Referring expression data

______________________________

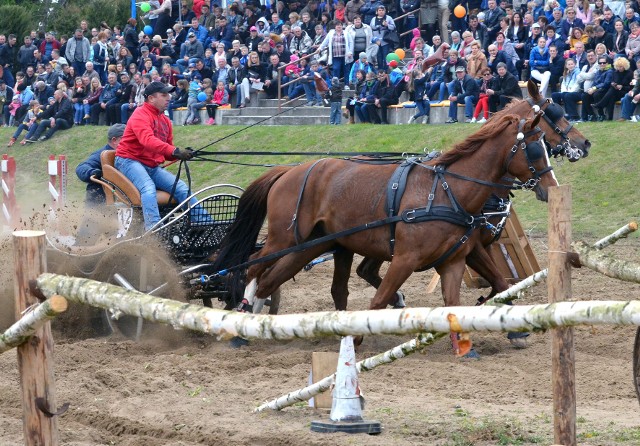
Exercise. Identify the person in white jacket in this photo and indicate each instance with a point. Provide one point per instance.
(383, 27)
(340, 52)
(569, 89)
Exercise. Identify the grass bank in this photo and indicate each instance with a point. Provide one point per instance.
(605, 193)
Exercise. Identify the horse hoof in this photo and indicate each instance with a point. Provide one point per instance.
(473, 354)
(518, 340)
(399, 302)
(238, 342)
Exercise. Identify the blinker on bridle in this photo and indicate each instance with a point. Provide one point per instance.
(552, 113)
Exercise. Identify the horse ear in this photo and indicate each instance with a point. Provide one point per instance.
(533, 122)
(532, 87)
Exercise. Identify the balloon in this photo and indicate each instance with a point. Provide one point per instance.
(392, 56)
(459, 11)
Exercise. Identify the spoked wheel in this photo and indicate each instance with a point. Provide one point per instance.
(142, 268)
(636, 364)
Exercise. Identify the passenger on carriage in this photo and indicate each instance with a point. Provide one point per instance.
(146, 144)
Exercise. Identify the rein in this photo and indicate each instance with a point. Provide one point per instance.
(455, 215)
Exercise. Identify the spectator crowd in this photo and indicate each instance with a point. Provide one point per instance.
(369, 51)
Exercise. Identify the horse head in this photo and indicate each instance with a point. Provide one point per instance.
(528, 159)
(561, 136)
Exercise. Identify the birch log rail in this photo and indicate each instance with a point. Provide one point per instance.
(27, 326)
(339, 323)
(512, 293)
(422, 341)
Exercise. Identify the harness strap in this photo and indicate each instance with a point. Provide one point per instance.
(294, 219)
(395, 190)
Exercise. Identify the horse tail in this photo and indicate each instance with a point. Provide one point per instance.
(240, 241)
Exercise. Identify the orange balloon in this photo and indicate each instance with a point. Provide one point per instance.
(459, 11)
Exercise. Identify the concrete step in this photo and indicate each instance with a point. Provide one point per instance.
(277, 120)
(270, 111)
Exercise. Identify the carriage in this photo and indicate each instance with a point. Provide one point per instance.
(112, 246)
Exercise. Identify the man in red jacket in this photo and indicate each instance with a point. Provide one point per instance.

______________________________

EXERCISE DESCRIPTION: Write out exactly the lines from the one containing "Exercise. Identify the carriage" through the end of the data, both included. Add nothing else.

OUTPUT OF THE TASK:
Exercise. Identify the carriage in this photo and indicate each instance with a point. Provide one point per instance.
(112, 246)
Exercise. Identify the man in red jacket in this photo and indicate each instance with a point. Provide one point per instance.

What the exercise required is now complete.